• **EXERCISE REQUIREMENTS**: Take the lines starting with the one containing "Target: mounting bolt" and going on through the end of the material, and write them out again with "mounting bolt" replaced by "anchor bolt" and everything else left unchanged.

*** DATA ENTRIES ***

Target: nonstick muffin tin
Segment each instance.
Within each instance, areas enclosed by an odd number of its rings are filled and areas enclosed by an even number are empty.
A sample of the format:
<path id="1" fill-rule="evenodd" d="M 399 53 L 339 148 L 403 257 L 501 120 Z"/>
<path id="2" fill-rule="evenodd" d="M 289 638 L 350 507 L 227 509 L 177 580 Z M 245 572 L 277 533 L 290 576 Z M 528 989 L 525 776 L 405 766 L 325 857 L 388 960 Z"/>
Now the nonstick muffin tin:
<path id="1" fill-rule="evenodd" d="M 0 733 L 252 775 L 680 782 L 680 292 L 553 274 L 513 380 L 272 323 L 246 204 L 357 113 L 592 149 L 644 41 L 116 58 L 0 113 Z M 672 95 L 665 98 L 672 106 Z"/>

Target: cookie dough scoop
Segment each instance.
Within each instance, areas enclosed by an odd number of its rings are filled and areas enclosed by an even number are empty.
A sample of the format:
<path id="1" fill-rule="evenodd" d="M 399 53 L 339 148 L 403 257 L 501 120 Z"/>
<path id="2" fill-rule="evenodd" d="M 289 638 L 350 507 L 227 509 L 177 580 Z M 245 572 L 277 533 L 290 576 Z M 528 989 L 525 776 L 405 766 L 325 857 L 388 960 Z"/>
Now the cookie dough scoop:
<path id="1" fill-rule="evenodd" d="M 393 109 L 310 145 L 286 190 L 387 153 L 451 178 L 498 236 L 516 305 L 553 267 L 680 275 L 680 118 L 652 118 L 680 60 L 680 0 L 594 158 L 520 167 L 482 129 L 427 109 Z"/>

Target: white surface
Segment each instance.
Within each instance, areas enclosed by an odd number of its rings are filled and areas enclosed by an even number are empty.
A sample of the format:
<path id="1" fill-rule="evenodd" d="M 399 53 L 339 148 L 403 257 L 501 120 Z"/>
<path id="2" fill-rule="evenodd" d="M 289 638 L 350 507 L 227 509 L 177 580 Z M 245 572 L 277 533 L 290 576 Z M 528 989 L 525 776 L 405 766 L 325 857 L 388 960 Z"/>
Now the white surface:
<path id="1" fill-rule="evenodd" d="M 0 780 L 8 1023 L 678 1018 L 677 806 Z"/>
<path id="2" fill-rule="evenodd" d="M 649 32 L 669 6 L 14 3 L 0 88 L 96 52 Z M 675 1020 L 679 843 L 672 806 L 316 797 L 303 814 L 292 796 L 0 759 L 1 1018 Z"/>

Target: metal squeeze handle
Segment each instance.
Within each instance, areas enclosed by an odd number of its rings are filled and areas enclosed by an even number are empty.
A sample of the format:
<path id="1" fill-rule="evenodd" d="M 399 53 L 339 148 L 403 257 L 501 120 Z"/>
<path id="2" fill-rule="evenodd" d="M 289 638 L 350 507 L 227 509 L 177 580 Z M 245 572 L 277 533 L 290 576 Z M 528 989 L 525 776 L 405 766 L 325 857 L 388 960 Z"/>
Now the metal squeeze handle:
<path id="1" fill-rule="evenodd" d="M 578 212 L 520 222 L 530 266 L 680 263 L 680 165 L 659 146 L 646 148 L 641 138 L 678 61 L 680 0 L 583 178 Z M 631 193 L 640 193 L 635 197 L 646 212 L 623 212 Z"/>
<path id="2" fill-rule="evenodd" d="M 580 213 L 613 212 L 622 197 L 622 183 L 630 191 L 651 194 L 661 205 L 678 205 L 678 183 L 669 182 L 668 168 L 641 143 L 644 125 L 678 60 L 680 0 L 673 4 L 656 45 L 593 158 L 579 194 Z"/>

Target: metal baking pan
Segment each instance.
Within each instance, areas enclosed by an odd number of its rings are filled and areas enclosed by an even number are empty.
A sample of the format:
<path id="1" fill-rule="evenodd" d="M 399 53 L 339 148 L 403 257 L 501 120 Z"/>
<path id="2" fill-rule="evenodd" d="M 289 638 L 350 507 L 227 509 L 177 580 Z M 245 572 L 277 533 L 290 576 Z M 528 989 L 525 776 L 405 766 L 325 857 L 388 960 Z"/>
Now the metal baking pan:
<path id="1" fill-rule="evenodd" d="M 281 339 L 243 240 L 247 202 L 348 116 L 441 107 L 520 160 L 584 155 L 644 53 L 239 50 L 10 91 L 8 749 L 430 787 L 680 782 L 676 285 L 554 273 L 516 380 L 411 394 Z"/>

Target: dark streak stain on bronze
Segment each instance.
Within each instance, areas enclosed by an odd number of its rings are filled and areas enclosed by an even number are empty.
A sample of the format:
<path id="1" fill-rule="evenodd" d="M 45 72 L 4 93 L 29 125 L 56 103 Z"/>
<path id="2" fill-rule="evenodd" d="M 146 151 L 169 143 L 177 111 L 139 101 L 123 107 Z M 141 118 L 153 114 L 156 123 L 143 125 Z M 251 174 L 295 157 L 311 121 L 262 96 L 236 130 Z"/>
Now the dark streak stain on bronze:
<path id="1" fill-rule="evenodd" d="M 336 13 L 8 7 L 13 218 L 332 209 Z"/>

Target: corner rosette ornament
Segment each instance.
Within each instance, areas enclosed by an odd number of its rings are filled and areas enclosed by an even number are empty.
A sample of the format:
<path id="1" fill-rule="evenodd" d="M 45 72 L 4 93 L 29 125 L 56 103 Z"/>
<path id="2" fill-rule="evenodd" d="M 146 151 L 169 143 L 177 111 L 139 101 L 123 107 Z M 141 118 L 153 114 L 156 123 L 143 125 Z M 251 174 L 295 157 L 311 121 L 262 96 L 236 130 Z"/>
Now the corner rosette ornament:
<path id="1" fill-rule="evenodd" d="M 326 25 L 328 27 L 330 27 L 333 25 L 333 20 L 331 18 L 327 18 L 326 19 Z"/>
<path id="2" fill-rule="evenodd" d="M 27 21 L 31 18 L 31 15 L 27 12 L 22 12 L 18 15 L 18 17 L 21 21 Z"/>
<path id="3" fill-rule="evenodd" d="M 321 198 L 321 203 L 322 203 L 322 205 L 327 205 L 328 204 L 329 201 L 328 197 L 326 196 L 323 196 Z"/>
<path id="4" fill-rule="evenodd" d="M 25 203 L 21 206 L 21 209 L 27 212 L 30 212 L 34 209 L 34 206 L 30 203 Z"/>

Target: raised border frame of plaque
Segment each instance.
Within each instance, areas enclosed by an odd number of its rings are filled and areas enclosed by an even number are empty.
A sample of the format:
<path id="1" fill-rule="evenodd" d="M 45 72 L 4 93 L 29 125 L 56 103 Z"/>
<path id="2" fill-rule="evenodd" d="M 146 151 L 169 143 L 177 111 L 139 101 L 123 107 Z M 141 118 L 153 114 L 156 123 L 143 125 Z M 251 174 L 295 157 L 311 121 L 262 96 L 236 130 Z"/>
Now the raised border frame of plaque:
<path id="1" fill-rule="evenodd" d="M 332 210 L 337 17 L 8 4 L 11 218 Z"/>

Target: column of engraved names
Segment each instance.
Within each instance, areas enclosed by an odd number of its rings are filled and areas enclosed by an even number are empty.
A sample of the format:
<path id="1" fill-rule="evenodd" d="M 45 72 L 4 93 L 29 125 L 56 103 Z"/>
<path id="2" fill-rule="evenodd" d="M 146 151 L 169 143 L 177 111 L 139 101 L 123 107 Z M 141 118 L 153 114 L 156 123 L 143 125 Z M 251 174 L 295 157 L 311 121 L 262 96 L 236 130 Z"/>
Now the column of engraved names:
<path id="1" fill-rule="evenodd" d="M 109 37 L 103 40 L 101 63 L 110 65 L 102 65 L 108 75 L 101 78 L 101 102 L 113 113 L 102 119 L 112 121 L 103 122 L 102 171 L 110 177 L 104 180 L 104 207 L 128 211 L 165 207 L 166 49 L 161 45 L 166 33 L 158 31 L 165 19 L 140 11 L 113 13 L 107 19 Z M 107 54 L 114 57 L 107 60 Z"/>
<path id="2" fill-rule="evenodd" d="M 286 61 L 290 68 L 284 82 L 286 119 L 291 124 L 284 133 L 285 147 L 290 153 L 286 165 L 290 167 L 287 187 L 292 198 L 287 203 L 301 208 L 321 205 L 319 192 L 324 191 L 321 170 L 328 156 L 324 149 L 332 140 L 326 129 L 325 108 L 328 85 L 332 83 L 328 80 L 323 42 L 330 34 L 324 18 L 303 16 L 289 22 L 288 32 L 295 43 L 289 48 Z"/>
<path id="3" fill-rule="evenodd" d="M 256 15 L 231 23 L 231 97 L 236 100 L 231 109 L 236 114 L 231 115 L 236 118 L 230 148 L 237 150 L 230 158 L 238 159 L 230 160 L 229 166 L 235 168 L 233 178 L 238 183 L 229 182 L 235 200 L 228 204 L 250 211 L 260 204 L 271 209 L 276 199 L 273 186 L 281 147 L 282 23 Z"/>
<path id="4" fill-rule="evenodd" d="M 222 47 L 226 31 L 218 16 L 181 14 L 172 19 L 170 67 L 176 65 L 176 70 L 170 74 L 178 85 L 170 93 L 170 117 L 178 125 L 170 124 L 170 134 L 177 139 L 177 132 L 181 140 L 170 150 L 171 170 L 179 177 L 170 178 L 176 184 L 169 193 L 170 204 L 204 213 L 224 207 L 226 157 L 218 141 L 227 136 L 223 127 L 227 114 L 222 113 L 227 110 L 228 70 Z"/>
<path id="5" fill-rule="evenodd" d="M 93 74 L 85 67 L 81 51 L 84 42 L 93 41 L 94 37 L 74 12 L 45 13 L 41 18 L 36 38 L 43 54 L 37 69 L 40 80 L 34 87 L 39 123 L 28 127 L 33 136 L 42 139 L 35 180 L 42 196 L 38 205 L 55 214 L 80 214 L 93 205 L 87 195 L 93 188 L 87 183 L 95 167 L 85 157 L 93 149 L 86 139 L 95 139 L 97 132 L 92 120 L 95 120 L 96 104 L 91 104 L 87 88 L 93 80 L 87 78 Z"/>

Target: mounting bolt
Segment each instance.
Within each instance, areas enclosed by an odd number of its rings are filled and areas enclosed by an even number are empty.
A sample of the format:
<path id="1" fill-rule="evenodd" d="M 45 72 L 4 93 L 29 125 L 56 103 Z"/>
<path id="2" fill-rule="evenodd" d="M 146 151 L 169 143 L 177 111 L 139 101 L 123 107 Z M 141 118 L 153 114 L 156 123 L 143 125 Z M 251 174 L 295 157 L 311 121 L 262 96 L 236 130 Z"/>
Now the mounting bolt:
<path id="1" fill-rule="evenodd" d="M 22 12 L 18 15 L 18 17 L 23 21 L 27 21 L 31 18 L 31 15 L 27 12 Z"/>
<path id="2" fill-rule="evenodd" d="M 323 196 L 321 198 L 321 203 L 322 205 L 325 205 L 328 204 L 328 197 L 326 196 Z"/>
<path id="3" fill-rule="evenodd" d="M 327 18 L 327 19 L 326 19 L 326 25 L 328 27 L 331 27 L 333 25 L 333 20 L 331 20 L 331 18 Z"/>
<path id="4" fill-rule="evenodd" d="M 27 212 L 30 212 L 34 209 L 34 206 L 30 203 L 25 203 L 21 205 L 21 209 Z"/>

***

• **REPLY TO THE EXERCISE**:
Target: anchor bolt
Segment each instance.
Within each instance, areas enclosed by an odd number of its rings are filled and areas enclosed by an even number are empty.
A sample of the format:
<path id="1" fill-rule="evenodd" d="M 45 72 L 4 93 L 29 125 L 56 103 Z"/>
<path id="2" fill-rule="evenodd" d="M 146 151 L 169 143 L 177 111 L 139 101 L 123 107 Z M 141 118 L 153 114 L 156 123 L 143 125 Z M 251 174 L 295 157 L 311 121 L 262 96 L 236 130 Z"/>
Now the anchor bolt:
<path id="1" fill-rule="evenodd" d="M 22 12 L 18 15 L 18 17 L 23 21 L 27 21 L 31 18 L 31 15 L 27 12 Z"/>
<path id="2" fill-rule="evenodd" d="M 323 196 L 321 198 L 321 203 L 322 205 L 325 205 L 328 204 L 328 197 L 326 196 Z"/>
<path id="3" fill-rule="evenodd" d="M 327 18 L 327 19 L 326 19 L 326 25 L 328 27 L 331 27 L 333 25 L 333 20 L 331 20 L 331 18 Z"/>
<path id="4" fill-rule="evenodd" d="M 27 212 L 30 212 L 34 209 L 34 206 L 30 203 L 25 203 L 21 205 L 21 209 Z"/>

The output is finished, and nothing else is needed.